**Wat gevraagd wordt:**
Zet alle onderstaande gegevens om in een CSV met twee kolommen, opdracht en antwoord, met elke tekst en het bijbehorende antwoord samen op één rij. Zet elke waarde in één veld tussen aanhalingstekens en vervang regeleinden door spaties.

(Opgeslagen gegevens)
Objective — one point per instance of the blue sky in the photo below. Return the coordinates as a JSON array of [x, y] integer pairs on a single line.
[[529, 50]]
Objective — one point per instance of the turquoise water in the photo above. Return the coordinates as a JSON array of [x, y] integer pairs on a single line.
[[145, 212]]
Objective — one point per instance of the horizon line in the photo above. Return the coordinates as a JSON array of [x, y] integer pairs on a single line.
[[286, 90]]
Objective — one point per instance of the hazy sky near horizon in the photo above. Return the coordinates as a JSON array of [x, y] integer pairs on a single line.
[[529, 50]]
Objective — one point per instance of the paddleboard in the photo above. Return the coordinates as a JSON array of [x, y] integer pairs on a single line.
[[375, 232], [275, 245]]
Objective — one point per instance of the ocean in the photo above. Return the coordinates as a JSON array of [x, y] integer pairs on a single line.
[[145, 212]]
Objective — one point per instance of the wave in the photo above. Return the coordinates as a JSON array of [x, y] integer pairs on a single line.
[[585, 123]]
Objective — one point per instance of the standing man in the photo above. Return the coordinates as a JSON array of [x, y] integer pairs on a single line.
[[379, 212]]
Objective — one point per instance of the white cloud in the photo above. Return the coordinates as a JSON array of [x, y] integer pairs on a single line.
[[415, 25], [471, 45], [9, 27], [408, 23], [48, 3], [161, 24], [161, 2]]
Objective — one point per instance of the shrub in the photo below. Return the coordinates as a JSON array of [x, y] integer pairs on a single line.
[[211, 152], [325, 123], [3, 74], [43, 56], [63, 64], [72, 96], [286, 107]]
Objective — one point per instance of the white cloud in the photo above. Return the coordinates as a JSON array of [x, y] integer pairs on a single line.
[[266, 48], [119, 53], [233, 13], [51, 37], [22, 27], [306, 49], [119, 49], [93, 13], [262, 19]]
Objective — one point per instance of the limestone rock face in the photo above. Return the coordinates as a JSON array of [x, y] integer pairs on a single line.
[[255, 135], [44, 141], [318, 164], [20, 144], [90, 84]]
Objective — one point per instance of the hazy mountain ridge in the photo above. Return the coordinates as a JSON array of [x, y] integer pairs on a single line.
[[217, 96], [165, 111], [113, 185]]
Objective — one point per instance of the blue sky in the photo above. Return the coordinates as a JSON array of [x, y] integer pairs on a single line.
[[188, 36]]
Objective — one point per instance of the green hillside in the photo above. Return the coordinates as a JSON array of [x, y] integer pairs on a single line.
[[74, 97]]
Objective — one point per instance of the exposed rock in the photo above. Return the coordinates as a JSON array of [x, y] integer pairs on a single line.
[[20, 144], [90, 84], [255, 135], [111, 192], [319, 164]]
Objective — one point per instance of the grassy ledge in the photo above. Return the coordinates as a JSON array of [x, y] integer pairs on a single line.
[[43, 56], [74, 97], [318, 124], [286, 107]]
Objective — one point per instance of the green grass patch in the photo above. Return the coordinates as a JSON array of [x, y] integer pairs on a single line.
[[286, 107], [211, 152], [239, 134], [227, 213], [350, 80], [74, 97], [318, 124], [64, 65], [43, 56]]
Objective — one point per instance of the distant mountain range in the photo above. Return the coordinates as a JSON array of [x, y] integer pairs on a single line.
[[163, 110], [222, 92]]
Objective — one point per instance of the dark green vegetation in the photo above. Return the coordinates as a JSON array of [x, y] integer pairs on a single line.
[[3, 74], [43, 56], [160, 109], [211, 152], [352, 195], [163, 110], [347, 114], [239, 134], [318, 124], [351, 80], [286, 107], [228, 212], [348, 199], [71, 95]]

**Antwoord:**
opdracht,antwoord
"Objective — one point per instance of the blue sky in the photo below. Return the coordinates as a JSON array of [x, y] integer pairs on a single line.","[[529, 50]]"
"Objective — one point per instance of the turquoise water in the photo above. Return the coordinates as a JSON array of [x, y] integer pairs on a single line.","[[145, 212]]"
"Objective — one point per instance of the horizon line in the photo above. Return the coordinates as a JSON array of [x, y] integer pairs on a single line.","[[286, 90]]"
"Objective — one point per instance of the hazy sky near horizon in the photo above. Return the coordinates as a JSON array of [x, y] integer pairs on a single line.","[[529, 50]]"
"Objective — one point per instance of the paddleboard in the photo above. Return the coordinates as a JSON array of [x, y] integer pairs on a single line.","[[375, 232], [275, 245]]"
"Objective — one point per instance of the ocean in the photo above. Return the coordinates as a JSON array of [x, y] integer pairs on a single line.","[[145, 212]]"
"Objective — one point per instance of the wave in the photo above. Return the coordinates as a JSON array of [x, y] integer pairs on a single line.","[[585, 123]]"
"Objective — one point per instance of the standing man in the photo above. Return the coordinates as a JSON array of [x, y] integer pairs on a single line.","[[379, 212]]"
"Objective — one point per instance of the white cloud in the photo above. Return the coordinates as a JSON array of [x, y] integer pairs on a single line.","[[415, 25], [471, 45], [9, 27], [408, 23], [48, 3], [161, 24], [161, 2]]"
"Objective — one point per instance of the shrub in the photo below. Return the coordinates as a JSON array of [x, y] integer pairs on a single line.","[[211, 152], [325, 123], [3, 74], [43, 56], [63, 64], [72, 96], [286, 107]]"
"Objective — one point per instance of the white cloud in the photo above. Return the coordinates as a JSON array of [x, y] integer pairs on a single line.","[[266, 48], [119, 53], [233, 13], [51, 37], [22, 27], [306, 49], [119, 49], [93, 13], [262, 19]]"
"Objective — one point per instance of the limestone rock face in the photo above. Return the coordinates as a JSON array of [x, y] integer pairs on a single line.","[[255, 135], [44, 141], [318, 164], [20, 144], [90, 84]]"
"Objective — one point per instance of the hazy mountain ridge in the photo above. Return the coordinates as a JSON array of [x, y] integer pairs on a single line.","[[217, 96], [165, 111], [113, 185]]"
"Objective — one point per instance of the blue sky in the photo above. Return the coordinates as a JSON array of [x, y] integer pairs on a single line.","[[188, 36]]"
"Objective — one point per instance of the green hillside in the photo above. Return the coordinates as a JSON array of [x, y] integer pairs on a single line.","[[74, 97]]"
"Objective — one point per instance of the exposed rock in the photo above. Return the coordinates as a JSON array of [x, y] integer pairs on a single line.","[[20, 144], [90, 84], [255, 135], [111, 192], [319, 164]]"
"Objective — one point per instance of the grassy ledge in the photo above. Return the coordinates as a JSON array of [x, y] integer pairs on a single line.","[[43, 56], [74, 97], [318, 124], [286, 107]]"
"Objective — one point per instance of the green grass patch in the photo above. Return the coordinates as a JSON array of [x, y] integer pairs on a single line.","[[286, 107], [211, 152], [239, 134], [227, 213], [350, 80], [74, 97], [318, 124], [64, 65], [43, 56]]"
"Objective — one point per instance of the distant mountain range in the photo above. Return the coordinates as a JSON array of [x, y] integer pairs on a single line.","[[163, 110], [222, 92]]"
"Objective — one point per instance of the dark green vegetation in the photo above. Return the coordinates as a JSON array of [x, y] integer pairs on a single line.","[[3, 74], [43, 56], [160, 109], [211, 152], [352, 195], [163, 110], [347, 114], [239, 134], [318, 124], [351, 80], [286, 107], [228, 212], [348, 199], [71, 95]]"